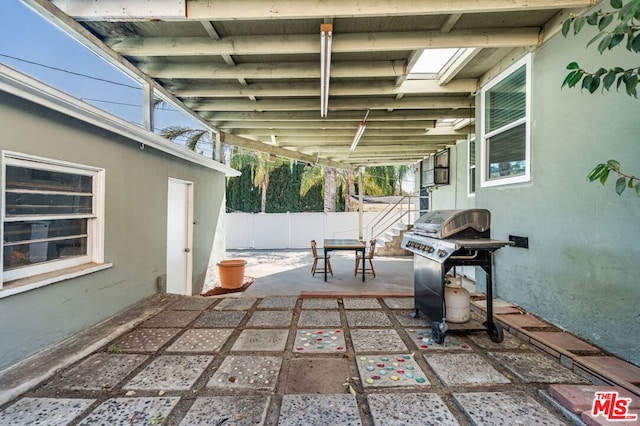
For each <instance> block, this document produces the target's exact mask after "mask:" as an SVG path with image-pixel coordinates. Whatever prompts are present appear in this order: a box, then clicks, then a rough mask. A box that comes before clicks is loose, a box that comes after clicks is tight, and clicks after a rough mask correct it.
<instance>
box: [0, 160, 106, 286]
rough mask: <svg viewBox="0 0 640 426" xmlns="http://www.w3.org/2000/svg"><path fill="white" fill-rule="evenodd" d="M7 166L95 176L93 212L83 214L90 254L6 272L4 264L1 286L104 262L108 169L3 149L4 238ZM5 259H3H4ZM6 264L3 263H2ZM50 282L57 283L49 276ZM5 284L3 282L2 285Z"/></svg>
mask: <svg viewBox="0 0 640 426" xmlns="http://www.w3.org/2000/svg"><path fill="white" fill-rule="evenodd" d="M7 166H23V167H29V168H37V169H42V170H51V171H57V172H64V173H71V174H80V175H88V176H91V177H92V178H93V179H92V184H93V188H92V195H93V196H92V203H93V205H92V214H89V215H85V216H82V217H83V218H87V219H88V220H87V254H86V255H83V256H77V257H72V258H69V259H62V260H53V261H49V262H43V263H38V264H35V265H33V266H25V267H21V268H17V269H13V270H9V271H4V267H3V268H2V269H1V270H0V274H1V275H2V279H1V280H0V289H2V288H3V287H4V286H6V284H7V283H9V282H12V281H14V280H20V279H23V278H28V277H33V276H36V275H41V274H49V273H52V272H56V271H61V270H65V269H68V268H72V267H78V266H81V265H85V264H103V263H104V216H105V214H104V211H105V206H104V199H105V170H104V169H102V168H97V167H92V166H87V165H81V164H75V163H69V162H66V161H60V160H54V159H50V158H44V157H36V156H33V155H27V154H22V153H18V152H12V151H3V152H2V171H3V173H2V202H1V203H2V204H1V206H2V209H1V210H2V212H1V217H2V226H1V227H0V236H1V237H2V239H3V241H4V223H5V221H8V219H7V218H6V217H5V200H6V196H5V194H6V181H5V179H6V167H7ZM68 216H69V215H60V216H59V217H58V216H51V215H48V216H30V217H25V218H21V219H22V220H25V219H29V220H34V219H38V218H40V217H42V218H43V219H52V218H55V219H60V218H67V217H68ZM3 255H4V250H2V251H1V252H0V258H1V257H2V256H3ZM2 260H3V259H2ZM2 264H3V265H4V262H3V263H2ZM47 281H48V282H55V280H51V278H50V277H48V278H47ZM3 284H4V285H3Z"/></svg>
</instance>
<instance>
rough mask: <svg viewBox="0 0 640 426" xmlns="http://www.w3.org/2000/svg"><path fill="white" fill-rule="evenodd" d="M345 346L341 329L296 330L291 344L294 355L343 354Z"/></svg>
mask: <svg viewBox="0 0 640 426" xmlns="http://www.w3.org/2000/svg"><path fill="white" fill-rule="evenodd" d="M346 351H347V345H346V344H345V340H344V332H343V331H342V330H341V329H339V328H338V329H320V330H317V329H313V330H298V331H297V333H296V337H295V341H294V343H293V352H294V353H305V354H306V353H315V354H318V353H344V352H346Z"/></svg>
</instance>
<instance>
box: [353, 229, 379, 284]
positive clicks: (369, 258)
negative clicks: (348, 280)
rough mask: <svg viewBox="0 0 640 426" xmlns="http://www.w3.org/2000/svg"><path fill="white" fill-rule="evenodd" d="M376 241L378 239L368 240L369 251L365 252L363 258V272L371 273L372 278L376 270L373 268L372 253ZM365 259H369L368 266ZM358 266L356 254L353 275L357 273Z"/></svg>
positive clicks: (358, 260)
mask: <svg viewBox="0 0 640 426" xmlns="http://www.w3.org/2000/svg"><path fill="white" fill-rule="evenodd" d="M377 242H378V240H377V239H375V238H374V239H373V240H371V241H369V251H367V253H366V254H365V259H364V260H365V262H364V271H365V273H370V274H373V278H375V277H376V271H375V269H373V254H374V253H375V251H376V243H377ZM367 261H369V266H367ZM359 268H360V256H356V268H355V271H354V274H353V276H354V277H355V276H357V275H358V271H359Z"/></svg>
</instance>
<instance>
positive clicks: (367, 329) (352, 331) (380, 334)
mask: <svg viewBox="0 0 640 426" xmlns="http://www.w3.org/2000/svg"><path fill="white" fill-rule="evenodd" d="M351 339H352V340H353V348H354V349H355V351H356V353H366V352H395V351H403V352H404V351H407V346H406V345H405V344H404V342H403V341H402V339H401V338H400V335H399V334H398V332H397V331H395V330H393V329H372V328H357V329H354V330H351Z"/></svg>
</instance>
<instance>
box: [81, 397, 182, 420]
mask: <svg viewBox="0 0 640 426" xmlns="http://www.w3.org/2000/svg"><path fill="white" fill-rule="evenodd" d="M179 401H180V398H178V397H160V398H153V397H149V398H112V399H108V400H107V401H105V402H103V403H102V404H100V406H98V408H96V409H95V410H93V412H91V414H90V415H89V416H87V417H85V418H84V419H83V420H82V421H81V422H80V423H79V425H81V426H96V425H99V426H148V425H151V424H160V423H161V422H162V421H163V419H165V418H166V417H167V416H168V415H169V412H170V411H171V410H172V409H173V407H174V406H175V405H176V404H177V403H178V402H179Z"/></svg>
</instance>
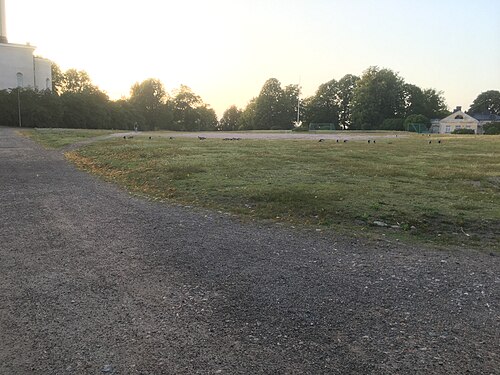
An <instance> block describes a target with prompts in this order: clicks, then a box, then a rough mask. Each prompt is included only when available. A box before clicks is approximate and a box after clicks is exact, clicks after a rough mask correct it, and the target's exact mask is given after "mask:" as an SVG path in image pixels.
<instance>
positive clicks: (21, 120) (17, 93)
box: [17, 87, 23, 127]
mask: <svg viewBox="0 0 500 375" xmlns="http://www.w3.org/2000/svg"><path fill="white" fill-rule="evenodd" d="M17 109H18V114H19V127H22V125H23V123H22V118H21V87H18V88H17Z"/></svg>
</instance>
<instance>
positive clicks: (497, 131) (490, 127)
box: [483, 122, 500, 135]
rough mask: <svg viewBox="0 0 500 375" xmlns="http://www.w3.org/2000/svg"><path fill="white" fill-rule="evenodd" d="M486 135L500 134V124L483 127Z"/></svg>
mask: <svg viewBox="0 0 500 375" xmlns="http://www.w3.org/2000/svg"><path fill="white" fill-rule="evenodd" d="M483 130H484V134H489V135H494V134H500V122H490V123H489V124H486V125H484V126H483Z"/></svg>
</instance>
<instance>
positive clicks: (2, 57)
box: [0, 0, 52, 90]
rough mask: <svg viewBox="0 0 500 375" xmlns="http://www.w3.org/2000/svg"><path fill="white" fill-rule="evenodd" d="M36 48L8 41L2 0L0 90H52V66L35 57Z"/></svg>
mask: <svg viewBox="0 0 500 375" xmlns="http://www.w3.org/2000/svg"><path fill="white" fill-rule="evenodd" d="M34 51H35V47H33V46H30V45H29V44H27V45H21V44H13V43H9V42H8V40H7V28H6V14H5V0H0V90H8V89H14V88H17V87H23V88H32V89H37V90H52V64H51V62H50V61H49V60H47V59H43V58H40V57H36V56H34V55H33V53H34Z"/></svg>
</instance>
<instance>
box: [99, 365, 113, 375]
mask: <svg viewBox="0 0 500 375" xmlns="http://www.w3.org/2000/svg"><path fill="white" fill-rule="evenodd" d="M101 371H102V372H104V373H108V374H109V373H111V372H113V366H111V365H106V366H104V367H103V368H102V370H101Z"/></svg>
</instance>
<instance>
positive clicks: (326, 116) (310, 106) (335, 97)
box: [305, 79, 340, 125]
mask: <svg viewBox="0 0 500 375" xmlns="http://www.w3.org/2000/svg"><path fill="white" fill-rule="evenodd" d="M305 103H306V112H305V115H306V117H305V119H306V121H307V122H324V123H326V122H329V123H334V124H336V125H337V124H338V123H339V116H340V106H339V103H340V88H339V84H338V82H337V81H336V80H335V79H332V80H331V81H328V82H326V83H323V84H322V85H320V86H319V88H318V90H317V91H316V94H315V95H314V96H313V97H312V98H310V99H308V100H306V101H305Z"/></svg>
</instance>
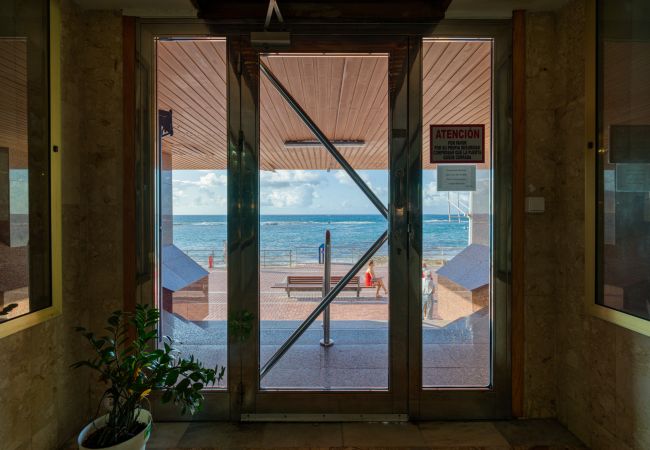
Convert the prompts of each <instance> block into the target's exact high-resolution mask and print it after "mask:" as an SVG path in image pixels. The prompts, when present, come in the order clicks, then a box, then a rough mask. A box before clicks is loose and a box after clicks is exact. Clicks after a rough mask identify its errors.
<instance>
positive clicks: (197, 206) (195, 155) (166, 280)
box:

- What needs to be done:
Take the lines from the start of the material to the line with "box: [0, 160, 106, 286]", both included, and transcribe them exactly without the pictures.

- Result of this exercise:
For each <instance> block, this document produces the target's exact mask after "mask:" as an SVG path with image-pixel coordinates. Whatever prompts are present appear in this order: a box, then clicks, then a rough mask. A box that comes before clicks is loose, a box that comes after clicks is tight, and clicks after a rough mask correct it.
<instance>
box: [0, 160, 106, 286]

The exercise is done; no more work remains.